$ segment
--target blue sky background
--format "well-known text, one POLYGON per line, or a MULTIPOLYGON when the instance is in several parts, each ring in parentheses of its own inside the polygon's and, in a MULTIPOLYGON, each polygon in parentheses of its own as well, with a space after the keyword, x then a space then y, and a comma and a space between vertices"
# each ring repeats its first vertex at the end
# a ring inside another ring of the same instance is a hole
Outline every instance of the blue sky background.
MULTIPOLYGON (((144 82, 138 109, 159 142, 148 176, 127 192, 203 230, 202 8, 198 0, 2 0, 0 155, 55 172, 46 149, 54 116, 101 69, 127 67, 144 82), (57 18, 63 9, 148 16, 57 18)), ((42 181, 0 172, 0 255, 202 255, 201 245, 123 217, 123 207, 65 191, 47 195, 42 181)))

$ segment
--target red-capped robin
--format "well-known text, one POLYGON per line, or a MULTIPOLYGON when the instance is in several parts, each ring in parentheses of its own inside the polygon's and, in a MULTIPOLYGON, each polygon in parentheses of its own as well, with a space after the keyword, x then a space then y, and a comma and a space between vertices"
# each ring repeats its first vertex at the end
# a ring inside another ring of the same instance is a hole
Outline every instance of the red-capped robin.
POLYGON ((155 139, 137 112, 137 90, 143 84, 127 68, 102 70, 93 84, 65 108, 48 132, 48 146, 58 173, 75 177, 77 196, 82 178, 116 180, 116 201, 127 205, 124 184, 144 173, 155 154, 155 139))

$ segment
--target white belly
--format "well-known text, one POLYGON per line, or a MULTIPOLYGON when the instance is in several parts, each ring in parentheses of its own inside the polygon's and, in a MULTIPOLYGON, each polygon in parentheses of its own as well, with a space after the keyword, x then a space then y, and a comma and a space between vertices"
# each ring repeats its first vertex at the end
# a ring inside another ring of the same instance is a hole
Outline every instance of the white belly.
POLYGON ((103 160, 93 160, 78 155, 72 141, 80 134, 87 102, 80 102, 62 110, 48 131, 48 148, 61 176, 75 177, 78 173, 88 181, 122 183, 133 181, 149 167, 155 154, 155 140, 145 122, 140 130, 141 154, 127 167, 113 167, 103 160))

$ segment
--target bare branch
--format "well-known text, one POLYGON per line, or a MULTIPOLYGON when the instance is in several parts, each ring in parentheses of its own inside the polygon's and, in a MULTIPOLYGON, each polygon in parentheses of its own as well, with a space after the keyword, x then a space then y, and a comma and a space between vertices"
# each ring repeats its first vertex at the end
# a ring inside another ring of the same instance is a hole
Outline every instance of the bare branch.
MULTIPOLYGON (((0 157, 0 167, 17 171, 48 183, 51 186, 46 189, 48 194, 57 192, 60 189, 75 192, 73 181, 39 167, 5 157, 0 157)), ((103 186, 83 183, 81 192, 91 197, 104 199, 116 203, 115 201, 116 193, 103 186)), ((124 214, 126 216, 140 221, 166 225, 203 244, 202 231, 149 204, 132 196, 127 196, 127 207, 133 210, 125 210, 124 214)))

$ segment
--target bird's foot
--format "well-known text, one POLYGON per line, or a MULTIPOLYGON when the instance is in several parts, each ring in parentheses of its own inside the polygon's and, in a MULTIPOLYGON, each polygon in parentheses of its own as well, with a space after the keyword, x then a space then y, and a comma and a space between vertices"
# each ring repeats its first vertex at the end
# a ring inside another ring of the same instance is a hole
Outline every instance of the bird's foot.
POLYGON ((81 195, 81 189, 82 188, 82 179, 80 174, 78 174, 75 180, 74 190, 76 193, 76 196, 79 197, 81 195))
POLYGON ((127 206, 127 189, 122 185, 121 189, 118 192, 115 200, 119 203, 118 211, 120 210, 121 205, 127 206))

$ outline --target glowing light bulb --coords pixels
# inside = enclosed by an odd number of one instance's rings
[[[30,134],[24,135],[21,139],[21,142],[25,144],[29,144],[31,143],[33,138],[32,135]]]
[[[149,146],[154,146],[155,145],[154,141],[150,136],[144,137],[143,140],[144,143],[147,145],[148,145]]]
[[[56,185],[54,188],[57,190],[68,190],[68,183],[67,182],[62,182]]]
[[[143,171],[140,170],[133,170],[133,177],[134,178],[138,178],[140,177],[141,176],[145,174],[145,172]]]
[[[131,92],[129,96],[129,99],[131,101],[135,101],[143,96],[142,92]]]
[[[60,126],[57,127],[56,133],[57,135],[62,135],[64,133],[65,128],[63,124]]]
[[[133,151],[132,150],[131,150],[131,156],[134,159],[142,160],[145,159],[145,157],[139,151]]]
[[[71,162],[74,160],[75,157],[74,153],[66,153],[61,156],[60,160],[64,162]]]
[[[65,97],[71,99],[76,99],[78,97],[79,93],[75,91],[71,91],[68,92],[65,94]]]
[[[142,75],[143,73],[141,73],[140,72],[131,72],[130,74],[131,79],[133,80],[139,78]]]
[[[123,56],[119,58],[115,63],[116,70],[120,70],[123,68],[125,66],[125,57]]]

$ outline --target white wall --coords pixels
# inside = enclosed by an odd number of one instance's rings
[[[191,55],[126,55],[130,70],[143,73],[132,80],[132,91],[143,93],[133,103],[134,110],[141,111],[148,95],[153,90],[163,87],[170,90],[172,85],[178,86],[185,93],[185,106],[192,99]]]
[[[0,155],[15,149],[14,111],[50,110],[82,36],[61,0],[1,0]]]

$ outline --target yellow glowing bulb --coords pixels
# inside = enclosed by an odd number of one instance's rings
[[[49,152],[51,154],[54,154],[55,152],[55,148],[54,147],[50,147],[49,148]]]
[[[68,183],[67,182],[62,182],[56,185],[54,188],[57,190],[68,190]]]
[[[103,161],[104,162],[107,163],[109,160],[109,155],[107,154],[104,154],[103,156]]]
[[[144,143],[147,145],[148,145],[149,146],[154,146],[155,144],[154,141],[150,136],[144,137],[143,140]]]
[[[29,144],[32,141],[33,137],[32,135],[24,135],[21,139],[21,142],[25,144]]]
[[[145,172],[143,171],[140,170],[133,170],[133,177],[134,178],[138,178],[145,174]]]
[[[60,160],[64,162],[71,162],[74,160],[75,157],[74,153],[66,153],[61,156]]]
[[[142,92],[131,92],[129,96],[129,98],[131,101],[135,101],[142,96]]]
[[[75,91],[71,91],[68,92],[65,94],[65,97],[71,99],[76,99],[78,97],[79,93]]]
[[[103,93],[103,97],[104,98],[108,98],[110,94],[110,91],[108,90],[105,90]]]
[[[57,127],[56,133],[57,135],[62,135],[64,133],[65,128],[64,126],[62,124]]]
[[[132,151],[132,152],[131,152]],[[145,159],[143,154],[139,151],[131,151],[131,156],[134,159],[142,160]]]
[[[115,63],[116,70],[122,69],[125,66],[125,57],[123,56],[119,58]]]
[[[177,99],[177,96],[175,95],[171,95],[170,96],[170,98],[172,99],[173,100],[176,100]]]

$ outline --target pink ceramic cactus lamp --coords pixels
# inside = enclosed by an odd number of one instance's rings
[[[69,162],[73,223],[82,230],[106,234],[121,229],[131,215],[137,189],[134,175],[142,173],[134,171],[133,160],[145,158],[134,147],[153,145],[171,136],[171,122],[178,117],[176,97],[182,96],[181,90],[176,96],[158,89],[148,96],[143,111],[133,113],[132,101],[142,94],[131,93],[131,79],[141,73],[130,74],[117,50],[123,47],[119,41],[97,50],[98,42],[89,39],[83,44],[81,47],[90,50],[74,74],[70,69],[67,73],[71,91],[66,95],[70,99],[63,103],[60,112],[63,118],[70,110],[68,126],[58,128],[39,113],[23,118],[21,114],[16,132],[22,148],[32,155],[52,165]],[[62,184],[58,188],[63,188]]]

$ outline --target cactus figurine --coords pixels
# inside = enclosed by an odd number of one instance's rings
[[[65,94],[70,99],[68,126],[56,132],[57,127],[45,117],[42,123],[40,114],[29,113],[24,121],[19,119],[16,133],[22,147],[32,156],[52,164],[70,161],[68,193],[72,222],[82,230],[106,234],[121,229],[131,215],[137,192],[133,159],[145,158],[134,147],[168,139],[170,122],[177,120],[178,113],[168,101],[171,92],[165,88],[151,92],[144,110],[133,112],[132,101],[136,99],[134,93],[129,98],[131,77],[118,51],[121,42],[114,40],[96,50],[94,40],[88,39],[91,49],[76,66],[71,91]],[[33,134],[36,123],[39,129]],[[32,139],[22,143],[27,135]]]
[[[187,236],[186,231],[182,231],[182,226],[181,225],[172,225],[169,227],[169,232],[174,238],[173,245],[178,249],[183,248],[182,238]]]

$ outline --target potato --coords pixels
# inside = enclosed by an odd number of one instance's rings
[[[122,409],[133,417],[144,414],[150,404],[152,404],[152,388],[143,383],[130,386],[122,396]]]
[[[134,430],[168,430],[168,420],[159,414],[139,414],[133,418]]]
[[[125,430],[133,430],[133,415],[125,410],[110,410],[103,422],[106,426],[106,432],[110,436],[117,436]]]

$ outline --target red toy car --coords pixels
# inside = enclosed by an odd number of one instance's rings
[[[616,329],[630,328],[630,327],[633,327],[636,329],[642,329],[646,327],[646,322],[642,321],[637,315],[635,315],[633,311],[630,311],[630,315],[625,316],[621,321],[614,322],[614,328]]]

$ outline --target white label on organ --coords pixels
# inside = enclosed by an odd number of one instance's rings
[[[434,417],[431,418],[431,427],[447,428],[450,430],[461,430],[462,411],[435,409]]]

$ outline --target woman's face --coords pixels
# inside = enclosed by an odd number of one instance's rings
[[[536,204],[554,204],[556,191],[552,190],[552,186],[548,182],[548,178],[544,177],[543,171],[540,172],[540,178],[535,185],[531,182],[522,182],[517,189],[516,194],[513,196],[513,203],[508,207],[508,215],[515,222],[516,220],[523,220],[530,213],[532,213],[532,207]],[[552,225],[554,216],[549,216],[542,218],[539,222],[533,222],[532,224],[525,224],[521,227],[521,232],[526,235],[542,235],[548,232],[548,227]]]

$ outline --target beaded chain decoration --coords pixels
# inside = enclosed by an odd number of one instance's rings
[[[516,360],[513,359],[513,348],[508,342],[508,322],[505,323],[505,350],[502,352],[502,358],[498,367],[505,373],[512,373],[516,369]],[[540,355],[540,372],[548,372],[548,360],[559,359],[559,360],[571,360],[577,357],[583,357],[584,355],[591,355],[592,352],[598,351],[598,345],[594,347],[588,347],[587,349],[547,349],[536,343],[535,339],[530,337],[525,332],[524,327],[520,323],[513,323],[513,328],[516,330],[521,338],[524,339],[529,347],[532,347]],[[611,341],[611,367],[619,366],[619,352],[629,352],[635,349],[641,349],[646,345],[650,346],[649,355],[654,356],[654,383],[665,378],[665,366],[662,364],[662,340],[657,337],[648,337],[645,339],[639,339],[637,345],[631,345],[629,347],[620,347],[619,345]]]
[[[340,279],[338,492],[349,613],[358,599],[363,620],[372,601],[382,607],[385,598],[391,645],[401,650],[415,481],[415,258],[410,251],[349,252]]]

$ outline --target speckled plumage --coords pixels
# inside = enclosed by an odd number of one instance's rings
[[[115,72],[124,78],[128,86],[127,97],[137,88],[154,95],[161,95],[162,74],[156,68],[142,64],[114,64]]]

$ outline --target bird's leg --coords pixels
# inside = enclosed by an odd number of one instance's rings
━━━━━━━━━━━━━━━━
* _TASK TO COMPLETE_:
Return unchanged the part of the entries that opens with the line containing "decoration --coords pixels" and closes with the final line of the entries, both ends included.

* _FINISHED TASK_:
$ outline --target beaded chain decoration --coords pixels
# inside = enclosed by an odd number of one instance's rings
[[[516,360],[513,359],[513,348],[508,342],[508,322],[505,323],[505,350],[502,352],[502,358],[498,367],[505,373],[512,373],[516,369]],[[540,355],[540,372],[548,372],[548,360],[559,359],[559,360],[571,360],[577,357],[583,357],[584,355],[591,355],[592,352],[598,351],[598,345],[594,347],[588,347],[587,349],[547,349],[536,343],[535,339],[530,337],[525,332],[524,327],[520,323],[513,323],[513,328],[516,330],[521,338],[524,339],[529,347],[532,347]],[[611,341],[611,367],[619,366],[619,352],[629,352],[635,349],[641,349],[646,345],[650,346],[649,355],[654,356],[654,383],[665,378],[665,366],[662,364],[662,340],[657,337],[648,337],[645,339],[639,339],[637,345],[631,345],[629,347],[620,347],[619,345]]]
[[[340,279],[338,492],[349,613],[358,599],[363,620],[372,601],[382,607],[385,598],[391,645],[401,650],[415,481],[415,258],[410,251],[349,252]]]

$ outline --target speckled plumage --coords pixels
# inside = enclosed by an odd number of one instance's rings
[[[115,72],[124,78],[128,86],[127,97],[137,88],[154,95],[161,95],[162,74],[156,68],[142,64],[114,64]]]

$ outline --target bird's leg --coords pixels
# inside = enclosed by an odd number of one instance's rings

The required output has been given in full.